**Records from a data source:**
******************************
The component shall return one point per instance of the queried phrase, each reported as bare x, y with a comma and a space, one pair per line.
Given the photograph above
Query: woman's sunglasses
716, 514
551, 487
******************************
**About this task:** Each record must be repeated exactly as it is.

**Answer area:**
The component shall return one point per instance of the queried phrase, each reported as bare x, y with a comma and a space, one pair per line.
Given the photograph above
Query: woman's sunglasses
716, 514
551, 487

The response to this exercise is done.